> [WORK TO COMPLETE]:
Pick out each line in the rows below that contains the word "trunk", and copy those lines unchanged.

> [DATA]:
»»
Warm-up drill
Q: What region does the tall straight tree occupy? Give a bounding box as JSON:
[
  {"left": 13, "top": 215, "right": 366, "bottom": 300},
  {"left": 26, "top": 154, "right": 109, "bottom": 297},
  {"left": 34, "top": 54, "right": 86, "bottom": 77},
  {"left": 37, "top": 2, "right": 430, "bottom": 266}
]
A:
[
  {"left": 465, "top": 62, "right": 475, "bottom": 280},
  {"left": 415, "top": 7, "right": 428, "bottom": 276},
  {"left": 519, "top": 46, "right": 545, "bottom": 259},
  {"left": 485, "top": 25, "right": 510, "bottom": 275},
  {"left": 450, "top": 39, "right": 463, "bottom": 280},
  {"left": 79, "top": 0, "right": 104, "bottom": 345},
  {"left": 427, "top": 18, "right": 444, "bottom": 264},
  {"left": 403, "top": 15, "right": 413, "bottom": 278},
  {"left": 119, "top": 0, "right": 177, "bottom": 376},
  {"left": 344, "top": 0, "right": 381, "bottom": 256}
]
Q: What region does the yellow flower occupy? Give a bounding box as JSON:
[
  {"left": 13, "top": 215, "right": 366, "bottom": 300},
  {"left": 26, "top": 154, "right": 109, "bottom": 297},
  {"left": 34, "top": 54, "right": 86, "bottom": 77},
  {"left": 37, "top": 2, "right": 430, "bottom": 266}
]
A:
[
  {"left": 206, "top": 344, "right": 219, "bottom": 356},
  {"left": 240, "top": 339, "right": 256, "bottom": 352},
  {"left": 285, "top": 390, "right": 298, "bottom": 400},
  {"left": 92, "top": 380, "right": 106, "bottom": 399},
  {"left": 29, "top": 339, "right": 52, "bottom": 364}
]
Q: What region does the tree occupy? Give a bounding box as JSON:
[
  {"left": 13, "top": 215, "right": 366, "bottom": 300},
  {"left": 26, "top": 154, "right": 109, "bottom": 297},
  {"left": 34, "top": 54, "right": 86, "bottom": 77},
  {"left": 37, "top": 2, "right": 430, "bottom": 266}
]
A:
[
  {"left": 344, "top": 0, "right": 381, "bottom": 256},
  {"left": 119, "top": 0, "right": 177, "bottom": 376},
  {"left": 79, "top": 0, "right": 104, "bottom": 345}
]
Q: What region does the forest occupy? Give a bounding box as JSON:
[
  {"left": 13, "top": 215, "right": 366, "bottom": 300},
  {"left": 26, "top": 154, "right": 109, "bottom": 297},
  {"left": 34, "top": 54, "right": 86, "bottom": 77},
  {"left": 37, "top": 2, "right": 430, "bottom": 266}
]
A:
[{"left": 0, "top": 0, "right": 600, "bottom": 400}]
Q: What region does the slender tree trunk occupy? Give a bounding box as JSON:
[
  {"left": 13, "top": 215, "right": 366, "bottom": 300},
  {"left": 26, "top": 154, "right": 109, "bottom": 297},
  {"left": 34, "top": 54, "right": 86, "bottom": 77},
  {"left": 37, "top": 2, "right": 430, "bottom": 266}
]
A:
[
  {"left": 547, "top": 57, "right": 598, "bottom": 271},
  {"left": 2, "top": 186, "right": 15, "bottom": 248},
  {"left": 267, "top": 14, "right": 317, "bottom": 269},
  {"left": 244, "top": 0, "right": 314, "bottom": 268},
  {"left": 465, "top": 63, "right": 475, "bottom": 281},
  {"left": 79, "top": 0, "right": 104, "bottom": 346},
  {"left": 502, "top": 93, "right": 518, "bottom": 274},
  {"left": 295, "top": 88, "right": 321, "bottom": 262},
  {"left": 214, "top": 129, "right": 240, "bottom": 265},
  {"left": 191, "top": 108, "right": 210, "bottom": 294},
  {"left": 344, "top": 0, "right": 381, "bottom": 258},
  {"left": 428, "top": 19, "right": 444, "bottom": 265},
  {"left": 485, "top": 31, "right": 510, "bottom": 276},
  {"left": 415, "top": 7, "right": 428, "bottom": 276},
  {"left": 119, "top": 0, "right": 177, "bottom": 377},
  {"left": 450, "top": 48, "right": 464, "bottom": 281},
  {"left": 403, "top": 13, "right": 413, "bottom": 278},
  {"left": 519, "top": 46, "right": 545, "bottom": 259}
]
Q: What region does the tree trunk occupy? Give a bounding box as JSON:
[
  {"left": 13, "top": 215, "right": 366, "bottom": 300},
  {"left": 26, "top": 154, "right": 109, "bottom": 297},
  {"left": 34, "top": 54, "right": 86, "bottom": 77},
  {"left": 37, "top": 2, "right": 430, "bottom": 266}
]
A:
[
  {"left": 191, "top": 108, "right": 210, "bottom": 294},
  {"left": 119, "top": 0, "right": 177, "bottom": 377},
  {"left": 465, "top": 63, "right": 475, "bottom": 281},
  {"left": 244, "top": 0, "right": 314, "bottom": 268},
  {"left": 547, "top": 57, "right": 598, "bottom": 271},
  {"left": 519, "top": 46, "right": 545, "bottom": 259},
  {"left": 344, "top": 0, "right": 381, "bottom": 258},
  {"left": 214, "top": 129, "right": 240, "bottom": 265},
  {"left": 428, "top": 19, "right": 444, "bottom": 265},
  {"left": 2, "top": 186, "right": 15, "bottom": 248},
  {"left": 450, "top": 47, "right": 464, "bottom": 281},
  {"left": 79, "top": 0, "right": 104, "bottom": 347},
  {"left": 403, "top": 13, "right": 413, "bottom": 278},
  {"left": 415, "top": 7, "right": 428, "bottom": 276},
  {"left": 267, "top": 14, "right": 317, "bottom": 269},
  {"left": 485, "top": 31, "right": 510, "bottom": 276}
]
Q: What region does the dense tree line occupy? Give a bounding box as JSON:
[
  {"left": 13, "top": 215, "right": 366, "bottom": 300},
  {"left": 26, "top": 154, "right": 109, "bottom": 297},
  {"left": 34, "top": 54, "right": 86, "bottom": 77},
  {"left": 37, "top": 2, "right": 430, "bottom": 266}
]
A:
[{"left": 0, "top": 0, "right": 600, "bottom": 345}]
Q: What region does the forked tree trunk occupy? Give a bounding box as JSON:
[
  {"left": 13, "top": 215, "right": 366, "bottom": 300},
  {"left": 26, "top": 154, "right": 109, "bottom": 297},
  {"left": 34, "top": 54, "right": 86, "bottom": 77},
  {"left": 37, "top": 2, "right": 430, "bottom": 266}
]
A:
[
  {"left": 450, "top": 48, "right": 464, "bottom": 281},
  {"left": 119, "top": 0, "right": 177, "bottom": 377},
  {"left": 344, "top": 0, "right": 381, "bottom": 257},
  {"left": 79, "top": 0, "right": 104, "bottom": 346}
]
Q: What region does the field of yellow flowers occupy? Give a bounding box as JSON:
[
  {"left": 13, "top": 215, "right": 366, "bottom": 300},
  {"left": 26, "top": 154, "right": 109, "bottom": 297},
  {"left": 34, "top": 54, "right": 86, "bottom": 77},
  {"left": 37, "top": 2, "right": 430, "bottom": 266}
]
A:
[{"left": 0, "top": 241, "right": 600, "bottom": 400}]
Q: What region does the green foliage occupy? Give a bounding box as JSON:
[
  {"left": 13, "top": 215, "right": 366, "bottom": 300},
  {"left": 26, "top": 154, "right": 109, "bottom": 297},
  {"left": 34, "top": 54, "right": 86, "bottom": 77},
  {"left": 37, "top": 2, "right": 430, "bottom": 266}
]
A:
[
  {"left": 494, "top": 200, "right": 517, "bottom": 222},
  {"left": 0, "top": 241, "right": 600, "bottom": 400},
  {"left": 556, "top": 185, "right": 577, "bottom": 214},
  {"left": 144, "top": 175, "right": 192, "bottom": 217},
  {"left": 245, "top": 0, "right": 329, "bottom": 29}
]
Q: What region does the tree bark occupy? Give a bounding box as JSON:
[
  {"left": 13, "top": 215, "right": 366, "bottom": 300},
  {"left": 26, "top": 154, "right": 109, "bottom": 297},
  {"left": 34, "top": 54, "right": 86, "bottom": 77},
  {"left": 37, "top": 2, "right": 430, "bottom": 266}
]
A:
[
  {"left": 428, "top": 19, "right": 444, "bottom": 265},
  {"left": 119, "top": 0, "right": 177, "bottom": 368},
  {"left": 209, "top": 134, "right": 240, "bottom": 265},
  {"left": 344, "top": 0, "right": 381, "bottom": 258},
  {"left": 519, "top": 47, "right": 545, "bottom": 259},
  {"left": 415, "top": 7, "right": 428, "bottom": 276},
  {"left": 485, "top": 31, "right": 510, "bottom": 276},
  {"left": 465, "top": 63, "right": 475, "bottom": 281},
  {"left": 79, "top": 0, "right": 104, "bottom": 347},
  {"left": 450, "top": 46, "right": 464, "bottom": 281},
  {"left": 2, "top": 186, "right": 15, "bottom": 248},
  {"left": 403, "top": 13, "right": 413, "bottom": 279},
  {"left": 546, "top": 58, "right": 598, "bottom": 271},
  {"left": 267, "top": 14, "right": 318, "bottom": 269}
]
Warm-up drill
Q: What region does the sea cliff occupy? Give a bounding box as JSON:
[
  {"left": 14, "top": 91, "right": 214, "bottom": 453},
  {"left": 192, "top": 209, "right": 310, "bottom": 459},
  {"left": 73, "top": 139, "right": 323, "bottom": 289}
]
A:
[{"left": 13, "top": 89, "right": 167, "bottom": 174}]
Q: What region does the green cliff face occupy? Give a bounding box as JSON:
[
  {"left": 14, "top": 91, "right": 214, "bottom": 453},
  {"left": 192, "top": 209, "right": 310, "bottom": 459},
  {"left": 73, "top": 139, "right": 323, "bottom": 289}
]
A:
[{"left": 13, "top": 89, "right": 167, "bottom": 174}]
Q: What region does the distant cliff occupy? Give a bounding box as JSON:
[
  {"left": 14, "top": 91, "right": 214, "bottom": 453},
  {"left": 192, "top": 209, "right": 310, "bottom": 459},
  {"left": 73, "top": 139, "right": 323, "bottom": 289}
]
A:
««
> [RESULT OF THIS EXERCISE]:
Q: What region does the slender tree trunk occupy? Give a bounding box as JSON:
Q: What region does the tree trunk occupy? Give a bounding box as JSON:
Q: What region does the forked tree trunk occupy? Give a bounding box as JSON:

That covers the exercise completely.